PROBLEM REQUIREMENTS »
Convert the records below into a two-column CSV with the headers "input" and "output", one row per record. Put each record's text and its answer in a single quoted field, and replace any line breaks with spaces.

[Extracted records]
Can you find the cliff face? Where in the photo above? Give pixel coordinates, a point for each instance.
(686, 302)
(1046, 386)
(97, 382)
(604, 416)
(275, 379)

TASK SOLUTION »
input,output
"Can you find the cliff face? Where in the photo above? Give pixel coordinates, a point for each instance.","(686, 302) (1046, 386) (97, 382) (604, 416) (275, 379)"